Petit exercice a >> Dans le listing, reproduisez à l'identique les lignes situées entre celle qui contient "# point at: sign on" et celle qui contient "x=422, y=373", ces deux lignes comprises.

Extrait du texte >>
La Colchide fut le dernier pays de l’Asie qu’il parcourut. Il voulait s’assurer par lui-même si les Colchidiens étaient Égyptiens d’origine, comme on le lui avait dit en Égypte, et s’ils étaient les descendants d’une partie de l’armée de Sésostris qui s’était établie dans ce pays. De la Colchide il passa chez les Scythes et chez les Gètes, de là en Thrace, de la Thrace en Macédoine ; et enfin il revint en Grèce par l’Épire. S’il n’avait pas bien connu tous ces différents pays, comment aurait-il pu en donner une description exacte, et parler avec clarté de l’expédition de Darius chez les Scythes, et de celle de Xerxès dans la Grèce ?

[Listing d'identification de positions]
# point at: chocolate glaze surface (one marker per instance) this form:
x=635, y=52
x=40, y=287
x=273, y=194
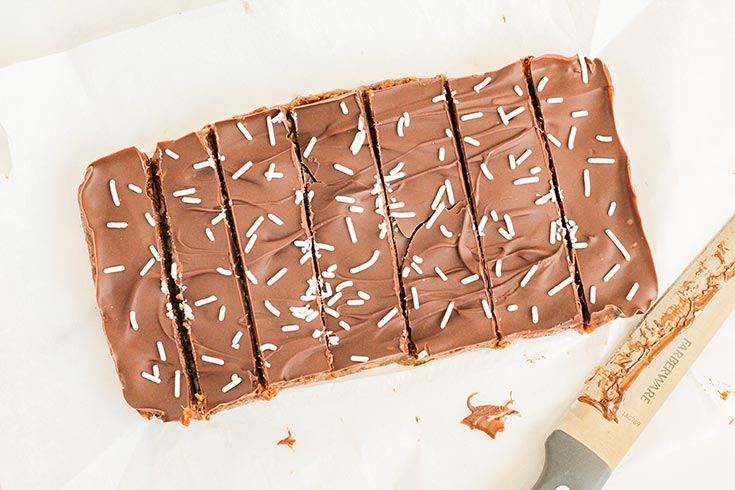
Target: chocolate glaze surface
x=519, y=223
x=612, y=254
x=354, y=254
x=119, y=221
x=203, y=266
x=448, y=305
x=264, y=185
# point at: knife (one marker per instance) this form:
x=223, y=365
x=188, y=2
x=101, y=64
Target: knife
x=621, y=398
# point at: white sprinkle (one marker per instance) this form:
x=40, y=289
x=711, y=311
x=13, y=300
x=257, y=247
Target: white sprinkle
x=435, y=215
x=351, y=229
x=133, y=321
x=236, y=380
x=583, y=65
x=440, y=273
x=113, y=269
x=272, y=308
x=529, y=275
x=471, y=116
x=633, y=290
x=113, y=193
x=244, y=131
x=177, y=383
x=254, y=227
x=617, y=243
x=614, y=270
x=566, y=282
x=205, y=301
x=239, y=173
x=415, y=297
x=470, y=279
x=213, y=360
x=471, y=141
x=486, y=307
x=603, y=161
x=447, y=314
x=482, y=84
x=553, y=139
x=236, y=340
x=309, y=147
x=526, y=180
x=341, y=168
x=542, y=84
x=147, y=267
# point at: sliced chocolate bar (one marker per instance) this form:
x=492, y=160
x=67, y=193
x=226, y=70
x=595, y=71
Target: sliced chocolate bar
x=592, y=171
x=204, y=267
x=360, y=291
x=519, y=221
x=448, y=304
x=120, y=224
x=263, y=182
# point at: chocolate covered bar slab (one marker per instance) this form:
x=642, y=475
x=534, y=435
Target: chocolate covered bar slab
x=362, y=307
x=449, y=307
x=592, y=171
x=263, y=182
x=519, y=222
x=204, y=267
x=120, y=224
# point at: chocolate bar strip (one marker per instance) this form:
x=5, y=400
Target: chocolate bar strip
x=204, y=267
x=448, y=304
x=365, y=324
x=126, y=255
x=263, y=182
x=613, y=257
x=519, y=222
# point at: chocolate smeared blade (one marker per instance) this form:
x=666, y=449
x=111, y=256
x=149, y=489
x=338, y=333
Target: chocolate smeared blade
x=614, y=260
x=360, y=291
x=623, y=396
x=449, y=306
x=519, y=221
x=120, y=224
x=204, y=264
x=263, y=181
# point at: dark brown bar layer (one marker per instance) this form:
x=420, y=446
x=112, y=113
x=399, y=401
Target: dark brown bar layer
x=203, y=267
x=362, y=308
x=120, y=226
x=592, y=170
x=448, y=305
x=264, y=185
x=519, y=222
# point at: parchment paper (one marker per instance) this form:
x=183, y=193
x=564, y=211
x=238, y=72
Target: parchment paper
x=63, y=422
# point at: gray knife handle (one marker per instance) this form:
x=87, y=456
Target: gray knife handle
x=570, y=465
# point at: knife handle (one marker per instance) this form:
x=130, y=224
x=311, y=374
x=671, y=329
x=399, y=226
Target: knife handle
x=570, y=465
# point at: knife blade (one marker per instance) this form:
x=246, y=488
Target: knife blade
x=621, y=398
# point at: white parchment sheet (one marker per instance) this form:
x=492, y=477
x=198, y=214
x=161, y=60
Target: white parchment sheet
x=63, y=422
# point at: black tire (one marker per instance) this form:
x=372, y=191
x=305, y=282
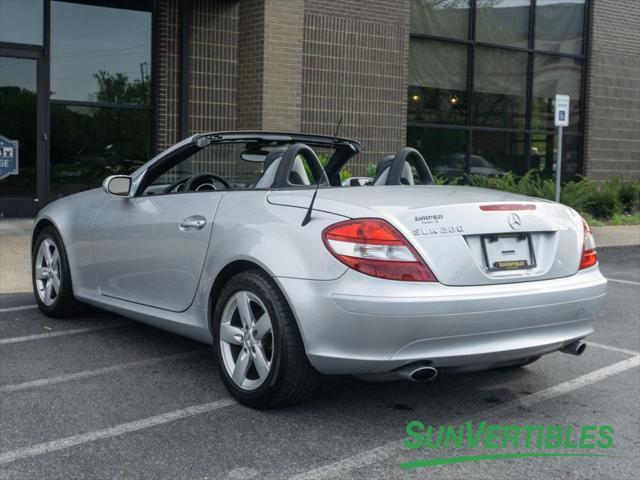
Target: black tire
x=64, y=304
x=291, y=377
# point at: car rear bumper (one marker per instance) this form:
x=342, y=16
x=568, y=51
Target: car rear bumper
x=363, y=325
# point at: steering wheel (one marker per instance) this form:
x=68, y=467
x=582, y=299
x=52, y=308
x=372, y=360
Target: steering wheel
x=412, y=156
x=175, y=185
x=196, y=182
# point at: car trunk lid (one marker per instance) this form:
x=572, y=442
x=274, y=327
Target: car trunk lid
x=467, y=236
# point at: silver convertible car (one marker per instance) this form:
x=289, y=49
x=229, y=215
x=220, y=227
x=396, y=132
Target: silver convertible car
x=264, y=246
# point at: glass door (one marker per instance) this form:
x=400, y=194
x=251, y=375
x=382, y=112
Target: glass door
x=20, y=126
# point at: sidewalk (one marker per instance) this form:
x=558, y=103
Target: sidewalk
x=15, y=236
x=15, y=268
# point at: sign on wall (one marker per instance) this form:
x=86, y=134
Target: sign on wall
x=562, y=111
x=8, y=157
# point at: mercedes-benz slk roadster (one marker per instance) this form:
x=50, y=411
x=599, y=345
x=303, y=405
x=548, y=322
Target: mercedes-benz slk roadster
x=264, y=246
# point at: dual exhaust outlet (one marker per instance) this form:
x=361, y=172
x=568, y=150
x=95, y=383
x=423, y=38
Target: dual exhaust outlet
x=422, y=373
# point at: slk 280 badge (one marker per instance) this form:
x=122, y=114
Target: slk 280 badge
x=437, y=230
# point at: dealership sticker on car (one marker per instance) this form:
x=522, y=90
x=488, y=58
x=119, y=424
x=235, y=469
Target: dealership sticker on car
x=511, y=251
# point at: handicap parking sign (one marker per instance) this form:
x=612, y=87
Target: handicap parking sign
x=8, y=157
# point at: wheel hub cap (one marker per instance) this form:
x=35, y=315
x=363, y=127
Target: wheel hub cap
x=47, y=272
x=246, y=340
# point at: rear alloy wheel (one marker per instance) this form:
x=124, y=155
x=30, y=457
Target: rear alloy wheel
x=246, y=340
x=260, y=354
x=51, y=276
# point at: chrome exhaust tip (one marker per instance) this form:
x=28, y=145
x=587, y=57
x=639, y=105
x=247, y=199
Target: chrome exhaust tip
x=418, y=373
x=424, y=374
x=576, y=348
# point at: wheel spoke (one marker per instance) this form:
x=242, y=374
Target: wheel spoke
x=242, y=367
x=260, y=362
x=41, y=273
x=55, y=281
x=230, y=334
x=46, y=250
x=48, y=292
x=55, y=260
x=246, y=317
x=263, y=326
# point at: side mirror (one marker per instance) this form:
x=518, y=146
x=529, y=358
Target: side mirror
x=119, y=185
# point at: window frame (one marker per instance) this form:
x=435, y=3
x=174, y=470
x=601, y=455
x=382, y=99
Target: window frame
x=531, y=51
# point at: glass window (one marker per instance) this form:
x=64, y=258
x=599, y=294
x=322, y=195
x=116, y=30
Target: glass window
x=495, y=153
x=560, y=25
x=21, y=21
x=543, y=155
x=505, y=22
x=443, y=149
x=500, y=88
x=222, y=160
x=437, y=82
x=90, y=143
x=446, y=18
x=99, y=53
x=18, y=123
x=555, y=75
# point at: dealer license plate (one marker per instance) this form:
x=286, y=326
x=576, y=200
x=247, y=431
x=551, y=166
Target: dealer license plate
x=508, y=251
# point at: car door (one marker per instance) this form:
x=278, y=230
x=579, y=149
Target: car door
x=151, y=250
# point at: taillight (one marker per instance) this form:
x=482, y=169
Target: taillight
x=589, y=257
x=374, y=247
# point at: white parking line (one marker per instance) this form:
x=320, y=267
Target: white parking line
x=384, y=452
x=43, y=382
x=630, y=282
x=612, y=348
x=62, y=443
x=18, y=309
x=61, y=333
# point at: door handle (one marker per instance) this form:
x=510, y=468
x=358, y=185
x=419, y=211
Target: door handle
x=195, y=222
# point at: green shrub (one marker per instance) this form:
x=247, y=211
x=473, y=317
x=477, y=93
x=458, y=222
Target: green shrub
x=616, y=201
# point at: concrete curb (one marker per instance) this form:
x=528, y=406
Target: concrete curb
x=15, y=259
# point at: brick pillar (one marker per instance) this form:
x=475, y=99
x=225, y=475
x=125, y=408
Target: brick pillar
x=270, y=64
x=613, y=92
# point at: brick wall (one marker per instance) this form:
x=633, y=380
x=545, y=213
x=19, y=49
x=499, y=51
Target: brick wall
x=250, y=64
x=168, y=84
x=355, y=65
x=613, y=92
x=214, y=61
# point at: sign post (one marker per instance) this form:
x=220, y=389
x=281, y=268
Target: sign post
x=8, y=157
x=561, y=119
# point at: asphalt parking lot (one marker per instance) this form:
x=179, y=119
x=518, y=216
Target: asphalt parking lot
x=100, y=397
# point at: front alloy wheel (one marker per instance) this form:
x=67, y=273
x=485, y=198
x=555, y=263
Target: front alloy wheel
x=47, y=272
x=51, y=275
x=246, y=340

Petit exercice b >> Relevez tous les noms de peuples mentionnés dans l'extrait.

Réponse complète a >>
# point at: sign on wall (one marker per instance) this form:
x=86, y=134
Target: sign on wall
x=562, y=111
x=8, y=157
# point at: mercedes-benz slk roadster (one marker per instance) this form:
x=50, y=411
x=599, y=345
x=303, y=405
x=548, y=322
Target: mercedes-benz slk roadster
x=264, y=246
# point at: dual exhaust outlet (one marker per instance) this form:
x=361, y=172
x=568, y=150
x=95, y=383
x=423, y=38
Target: dual exhaust outlet
x=422, y=373

Réponse complète b >> Colchidiens, Égyptiens, Scythes, Gètes